# [Activity]
Search the records for "below" and copy each line that holds it.

[Image point grounding data]
= Beginning of Section =
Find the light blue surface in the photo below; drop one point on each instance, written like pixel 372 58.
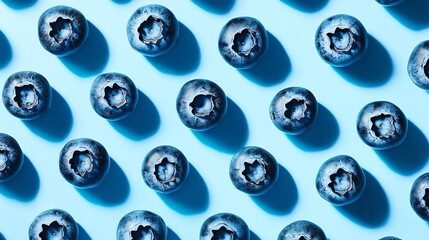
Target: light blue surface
pixel 292 60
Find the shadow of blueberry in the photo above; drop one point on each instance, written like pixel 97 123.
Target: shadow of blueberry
pixel 140 124
pixel 56 124
pixel 373 70
pixel 215 6
pixel 192 197
pixel 307 6
pixel 282 198
pixel 273 68
pixel 322 135
pixel 5 51
pixel 372 208
pixel 231 134
pixel 183 58
pixel 412 14
pixel 409 157
pixel 114 189
pixel 24 186
pixel 92 57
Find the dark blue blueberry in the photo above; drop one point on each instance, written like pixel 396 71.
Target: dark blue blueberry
pixel 340 180
pixel 84 162
pixel 11 157
pixel 113 96
pixel 253 170
pixel 62 30
pixel 419 196
pixel 302 230
pixel 224 226
pixel 382 125
pixel 201 104
pixel 53 224
pixel 293 110
pixel 152 30
pixel 418 65
pixel 141 224
pixel 165 169
pixel 341 40
pixel 27 95
pixel 243 41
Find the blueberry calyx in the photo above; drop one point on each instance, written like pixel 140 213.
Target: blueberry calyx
pixel 150 30
pixel 244 41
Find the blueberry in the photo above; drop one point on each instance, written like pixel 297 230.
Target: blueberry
pixel 141 224
pixel 253 170
pixel 201 104
pixel 165 169
pixel 340 180
pixel 113 96
pixel 382 125
pixel 53 224
pixel 341 40
pixel 302 230
pixel 62 30
pixel 419 196
pixel 243 41
pixel 293 110
pixel 418 65
pixel 152 30
pixel 11 157
pixel 224 226
pixel 27 95
pixel 84 163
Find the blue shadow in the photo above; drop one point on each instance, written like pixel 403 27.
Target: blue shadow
pixel 307 6
pixel 114 189
pixel 412 13
pixel 273 68
pixel 230 135
pixel 215 6
pixel 5 51
pixel 183 58
pixel 282 197
pixel 56 124
pixel 372 208
pixel 92 58
pixel 142 123
pixel 192 197
pixel 409 157
pixel 24 186
pixel 373 70
pixel 322 135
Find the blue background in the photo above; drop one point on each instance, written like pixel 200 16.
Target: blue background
pixel 291 60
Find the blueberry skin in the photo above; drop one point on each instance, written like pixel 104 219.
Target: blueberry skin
pixel 141 224
pixel 418 65
pixel 340 180
pixel 382 125
pixel 11 157
pixel 302 229
pixel 243 41
pixel 113 96
pixel 62 30
pixel 341 40
pixel 27 95
pixel 51 224
pixel 152 30
pixel 224 226
pixel 165 169
pixel 253 170
pixel 84 163
pixel 293 110
pixel 201 104
pixel 419 196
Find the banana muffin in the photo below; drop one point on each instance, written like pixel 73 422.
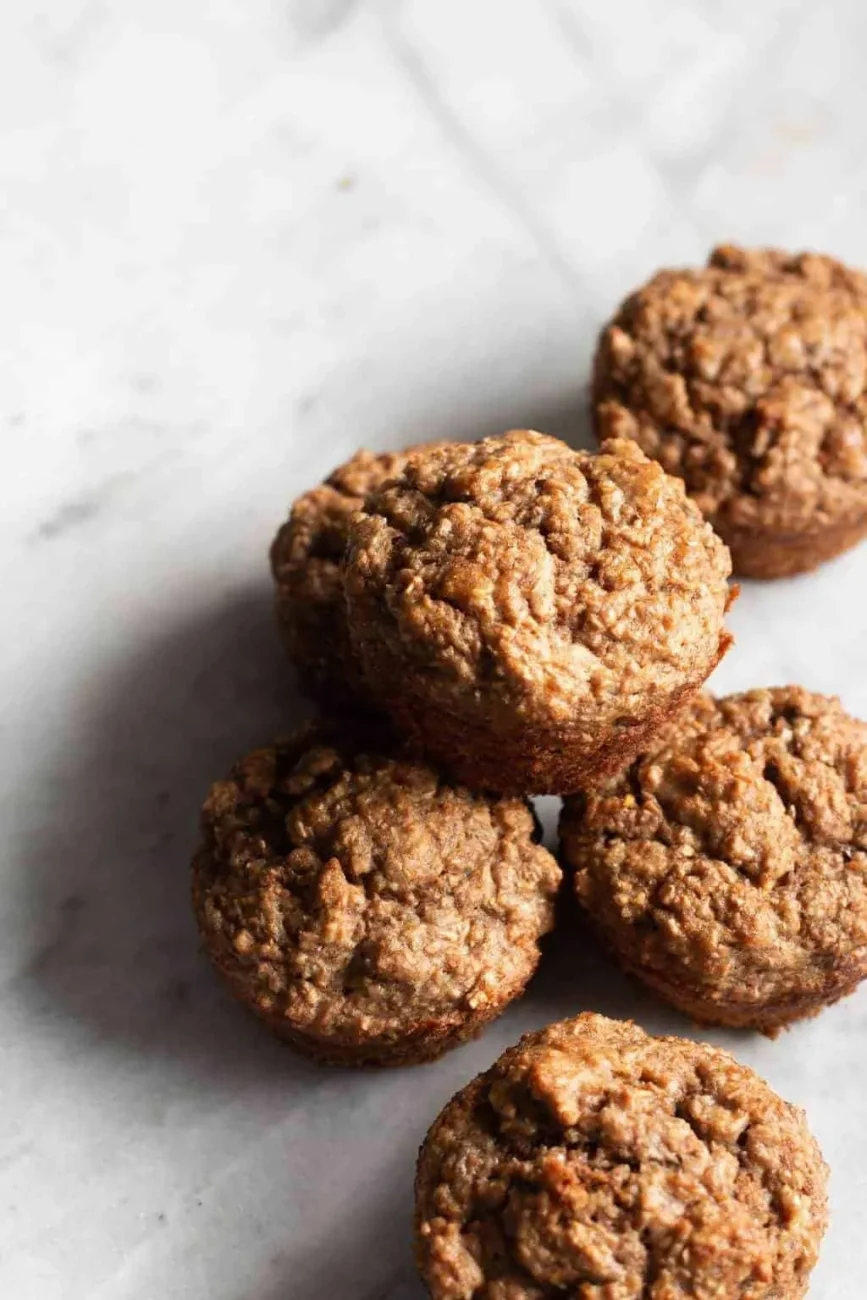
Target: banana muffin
= End of Section =
# [Solution]
Find the light blue surface in the photo below; drop one point on each instance, written like pixel 372 58.
Find the banana muffin in the photo below; drop one point on each instance, written like pixel 73 422.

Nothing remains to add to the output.